Copy every line of the material below word for word, leaving out the pictures.

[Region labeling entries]

==============================

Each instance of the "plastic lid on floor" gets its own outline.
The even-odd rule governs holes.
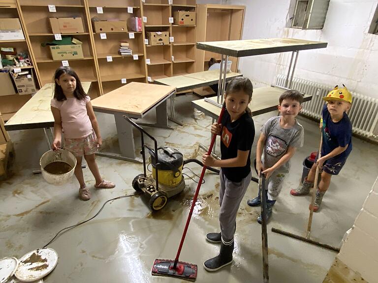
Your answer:
[[[15,275],[24,282],[33,282],[42,279],[55,268],[58,254],[49,248],[28,253],[20,259]]]
[[[4,283],[12,277],[17,269],[18,260],[15,257],[4,257],[0,259],[0,283]]]

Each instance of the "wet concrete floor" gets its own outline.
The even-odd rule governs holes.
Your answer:
[[[172,122],[173,131],[153,128],[146,129],[159,146],[179,149],[184,158],[198,158],[198,144],[210,142],[211,119],[203,115],[194,118],[191,95],[176,98],[177,118],[183,126]],[[252,156],[261,125],[275,113],[254,118],[256,129]],[[104,147],[117,151],[113,116],[96,113]],[[153,121],[154,114],[146,120]],[[291,171],[273,210],[268,226],[270,282],[280,283],[322,282],[336,254],[270,231],[272,227],[304,235],[308,218],[310,197],[295,198],[290,189],[295,187],[302,174],[303,159],[318,147],[316,123],[298,118],[305,129],[305,145],[292,160]],[[47,150],[41,129],[10,132],[16,150],[11,177],[0,183],[0,258],[20,258],[44,246],[60,229],[94,216],[106,200],[133,194],[131,181],[143,172],[142,166],[98,157],[100,172],[115,182],[112,190],[94,188],[89,170],[84,170],[92,198],[83,201],[78,198],[78,185],[73,178],[57,186],[46,183],[41,175],[32,175],[40,156]],[[135,131],[136,151],[140,139]],[[353,151],[341,174],[332,179],[321,210],[314,215],[313,239],[339,246],[345,232],[352,225],[377,177],[378,147],[353,138]],[[217,147],[219,153],[219,146]],[[197,174],[201,168],[188,166]],[[187,169],[183,172],[198,178]],[[49,247],[58,253],[55,269],[45,278],[50,283],[180,282],[180,279],[153,277],[151,270],[155,258],[174,259],[179,246],[196,184],[185,176],[186,187],[170,198],[162,211],[152,213],[148,200],[131,197],[108,203],[94,220],[61,235]],[[234,262],[218,272],[209,273],[202,266],[206,259],[216,255],[219,246],[208,243],[206,233],[219,231],[218,176],[205,175],[198,200],[188,230],[180,260],[198,265],[197,282],[262,282],[261,226],[256,222],[259,208],[247,205],[247,200],[257,192],[251,183],[239,210]]]

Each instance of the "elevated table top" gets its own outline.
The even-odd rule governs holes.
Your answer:
[[[268,38],[197,42],[197,48],[233,57],[325,48],[327,42],[295,38]]]
[[[219,80],[219,70],[213,70],[158,79],[154,81],[159,85],[175,86],[178,92],[217,84]],[[229,81],[233,78],[242,76],[243,75],[241,74],[231,72],[227,73],[226,80]]]
[[[86,93],[91,87],[90,82],[82,83]],[[54,84],[46,84],[33,95],[4,125],[7,131],[38,129],[54,126],[54,116],[50,101],[54,96]]]
[[[175,89],[174,86],[133,82],[95,98],[92,106],[98,112],[119,112],[141,118],[173,94]]]
[[[267,86],[253,89],[252,99],[248,106],[252,112],[252,115],[256,116],[273,111],[278,111],[277,106],[281,94],[286,90],[279,87]],[[303,101],[311,100],[312,95],[305,94]],[[217,102],[217,96],[210,97],[210,99]],[[202,111],[206,115],[218,119],[220,113],[220,108],[216,105],[206,101],[205,99],[193,100],[191,102],[194,108]]]

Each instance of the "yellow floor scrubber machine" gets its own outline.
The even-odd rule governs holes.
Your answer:
[[[168,198],[179,194],[185,188],[182,173],[183,154],[178,150],[167,146],[158,148],[158,142],[153,137],[126,116],[123,117],[141,133],[143,173],[134,178],[132,187],[150,197],[149,205],[153,211],[159,210],[165,206]],[[144,134],[154,141],[154,149],[144,143]],[[149,175],[146,166],[145,148],[148,149],[152,165],[152,174]]]

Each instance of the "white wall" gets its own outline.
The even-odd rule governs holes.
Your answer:
[[[293,2],[294,0],[293,0]],[[328,43],[327,48],[299,52],[295,76],[378,98],[378,35],[367,33],[378,1],[331,0],[324,27],[286,28],[290,0],[223,0],[246,6],[243,39],[291,37]],[[292,4],[291,5],[292,6]],[[241,58],[240,71],[256,86],[287,72],[291,53]]]

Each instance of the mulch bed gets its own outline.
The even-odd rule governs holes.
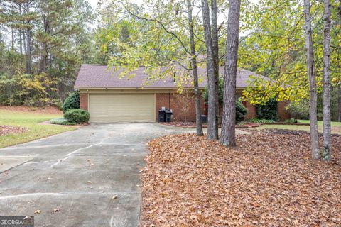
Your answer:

==============================

- **Response**
Each instance of the "plastic lid on floor" gets its own outline.
The even-odd rule governs holes.
Your answer:
[[[15,275],[24,282],[33,282],[42,279],[55,268],[58,254],[49,248],[28,253],[20,259]]]
[[[4,283],[12,277],[17,269],[18,260],[15,257],[4,257],[0,259],[0,283]]]

Each instance of the "wet concrete floor" gets its own outline.
The even-odd rule governs holes.
Your answer:
[[[172,122],[173,131],[153,128],[146,129],[159,146],[179,149],[184,158],[198,158],[198,144],[210,142],[211,119],[203,115],[194,118],[191,95],[176,98],[177,118],[183,126]],[[252,156],[261,125],[275,113],[254,118],[256,129]],[[104,147],[117,151],[113,116],[96,113]],[[153,121],[154,114],[146,120]],[[291,171],[273,210],[268,226],[270,282],[280,283],[322,282],[336,254],[270,231],[272,227],[304,235],[308,218],[310,197],[295,198],[290,189],[295,187],[302,174],[303,159],[318,147],[316,123],[298,118],[305,129],[305,145],[292,160]],[[47,150],[41,129],[10,132],[16,150],[11,177],[0,183],[0,258],[20,258],[44,246],[60,229],[94,216],[106,200],[133,194],[131,181],[143,172],[142,166],[98,157],[100,172],[115,182],[112,190],[94,188],[89,170],[84,170],[92,198],[83,201],[78,198],[78,185],[73,178],[57,186],[46,183],[41,175],[32,175],[40,156]],[[135,131],[136,151],[140,139]],[[353,151],[341,174],[332,179],[321,210],[314,215],[313,239],[339,246],[345,232],[352,225],[377,177],[378,147],[353,138]],[[217,147],[219,153],[219,146]],[[197,174],[201,168],[188,166]],[[187,169],[183,172],[198,178]],[[49,247],[58,253],[55,269],[45,278],[50,283],[180,282],[180,279],[153,277],[151,270],[155,258],[174,259],[179,246],[196,184],[185,176],[186,187],[170,198],[162,211],[152,213],[148,200],[131,197],[108,203],[94,220],[61,235]],[[234,262],[218,272],[209,273],[202,266],[206,259],[216,255],[219,246],[208,243],[206,233],[219,231],[218,176],[205,175],[198,200],[188,230],[180,260],[198,265],[197,282],[262,282],[261,226],[256,222],[259,208],[247,205],[247,200],[257,192],[251,183],[239,210]]]

Each instance of the "elevated table top" gets its own outline.
The even-odd rule governs holes.
Your answer:
[[[268,38],[197,42],[197,48],[233,57],[325,48],[327,42],[295,38]]]
[[[219,80],[219,70],[213,70],[158,79],[154,81],[159,85],[175,86],[178,92],[217,84]],[[229,81],[233,78],[242,76],[243,75],[241,74],[231,72],[227,73],[226,80]]]
[[[86,93],[91,87],[90,82],[82,83]],[[54,84],[46,84],[33,95],[4,125],[7,131],[38,129],[54,126],[54,116],[50,101],[54,96]]]
[[[175,89],[174,86],[133,82],[95,98],[92,106],[98,112],[119,112],[141,118],[173,94]]]
[[[267,86],[253,89],[252,99],[248,106],[252,112],[252,115],[256,116],[273,111],[278,111],[277,106],[281,94],[286,90],[279,87]],[[303,101],[311,100],[312,95],[305,94]],[[217,102],[217,96],[210,97],[210,99]],[[202,111],[206,115],[218,119],[220,113],[220,108],[216,105],[206,101],[205,99],[193,100],[191,102],[194,108]]]

Each instance of the "yellow floor scrubber machine" gets its own outline.
The even-odd rule governs holes.
Your answer:
[[[168,198],[179,194],[185,188],[182,173],[183,154],[178,150],[167,146],[158,148],[158,142],[153,137],[126,116],[123,117],[141,133],[143,173],[134,178],[132,187],[150,197],[149,205],[153,211],[159,210],[165,206]],[[144,134],[154,141],[154,149],[144,143]],[[149,175],[146,166],[145,148],[148,149],[152,165],[152,174]]]

Each instance of the "white wall" gets its own outline.
The even-odd rule governs holes.
Your answer:
[[[293,2],[294,0],[293,0]],[[328,43],[327,48],[299,52],[295,76],[378,98],[378,35],[367,33],[378,1],[331,0],[324,27],[286,28],[290,0],[223,0],[246,6],[243,39],[291,37]],[[292,4],[291,5],[292,6]],[[241,58],[240,71],[256,86],[287,72],[291,53]]]

Each instance of the mulch bed gets its own outline.
The even-odd rule governs holes.
Your answer:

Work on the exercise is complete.